» Required work
Write out the records below exactly as they appear, skipping each picture.

Segmentation mask data:
####################
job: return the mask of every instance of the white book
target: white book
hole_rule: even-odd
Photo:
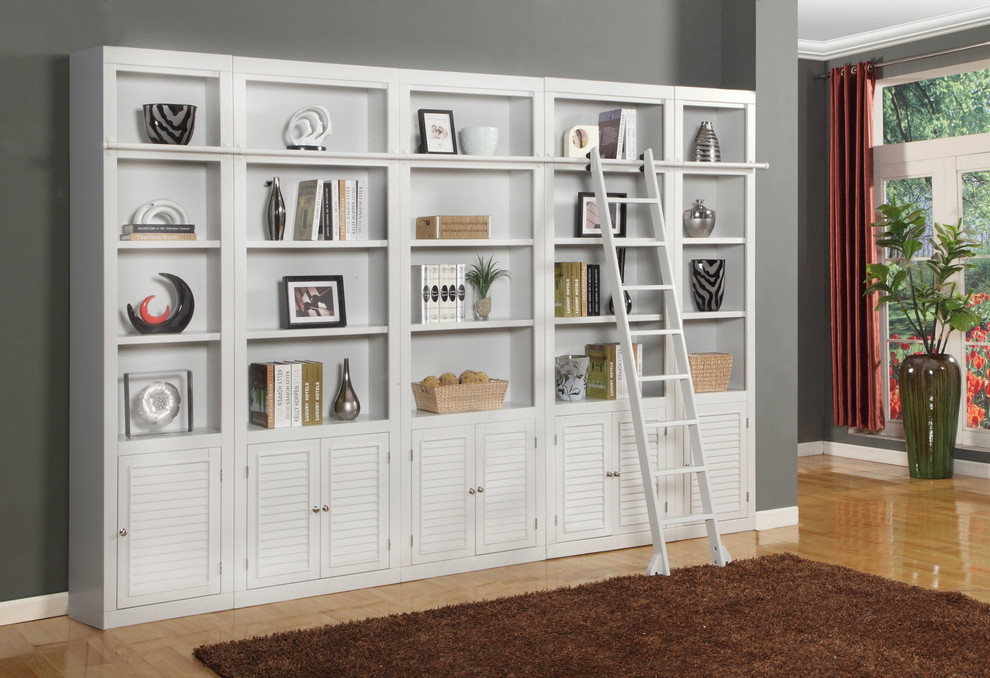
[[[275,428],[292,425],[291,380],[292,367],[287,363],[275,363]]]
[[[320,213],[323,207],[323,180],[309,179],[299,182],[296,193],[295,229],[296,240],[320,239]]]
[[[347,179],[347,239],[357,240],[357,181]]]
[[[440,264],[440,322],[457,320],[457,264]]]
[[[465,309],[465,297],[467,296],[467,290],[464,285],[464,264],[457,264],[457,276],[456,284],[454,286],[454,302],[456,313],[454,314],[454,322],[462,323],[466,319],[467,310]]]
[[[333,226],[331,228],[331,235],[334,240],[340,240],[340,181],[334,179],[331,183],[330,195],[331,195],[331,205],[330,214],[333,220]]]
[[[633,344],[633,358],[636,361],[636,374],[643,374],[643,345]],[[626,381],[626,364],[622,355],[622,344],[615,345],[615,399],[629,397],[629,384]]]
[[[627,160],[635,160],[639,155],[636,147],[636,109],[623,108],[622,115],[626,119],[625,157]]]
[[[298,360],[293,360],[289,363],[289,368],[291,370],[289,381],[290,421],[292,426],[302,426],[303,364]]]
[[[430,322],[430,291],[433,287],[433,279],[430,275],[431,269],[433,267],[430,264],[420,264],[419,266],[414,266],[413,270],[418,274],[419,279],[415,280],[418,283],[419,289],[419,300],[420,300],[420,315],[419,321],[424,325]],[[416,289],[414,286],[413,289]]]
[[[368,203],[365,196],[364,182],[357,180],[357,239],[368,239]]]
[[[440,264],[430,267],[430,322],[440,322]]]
####################
» Exercise solution
job: return the mask of every instance of the white book
target: white book
hole_rule: even-odd
Photo:
[[[275,428],[292,425],[291,380],[292,367],[287,363],[275,363]]]
[[[320,213],[323,207],[323,180],[309,179],[299,182],[296,193],[295,229],[296,240],[320,239]]]
[[[347,179],[347,239],[357,240],[357,181]]]
[[[440,264],[440,322],[457,320],[457,264]]]
[[[465,309],[465,297],[467,296],[467,290],[464,285],[464,264],[457,264],[457,276],[456,284],[454,286],[454,302],[456,313],[454,314],[454,322],[462,323],[466,319],[467,310]]]
[[[333,226],[331,228],[331,235],[334,240],[340,240],[340,181],[334,179],[331,183],[330,195],[331,195],[331,205],[330,214],[333,220]]]
[[[633,344],[633,358],[636,361],[636,374],[643,374],[643,345]],[[626,381],[626,364],[622,355],[622,344],[615,345],[615,399],[629,397],[629,384]]]
[[[627,160],[635,160],[639,155],[636,147],[636,109],[623,108],[622,115],[626,119],[625,157]]]
[[[298,360],[293,360],[289,363],[289,368],[291,370],[289,381],[290,421],[292,426],[302,426],[303,364]]]
[[[430,322],[430,291],[433,287],[433,279],[430,275],[431,269],[433,267],[430,264],[420,264],[419,266],[414,266],[413,270],[418,274],[419,279],[415,280],[418,283],[419,289],[419,300],[420,300],[420,315],[419,321],[424,325]],[[416,289],[414,286],[413,289]]]
[[[368,203],[365,196],[364,182],[357,180],[357,239],[368,239]]]
[[[440,264],[430,267],[430,322],[440,322]]]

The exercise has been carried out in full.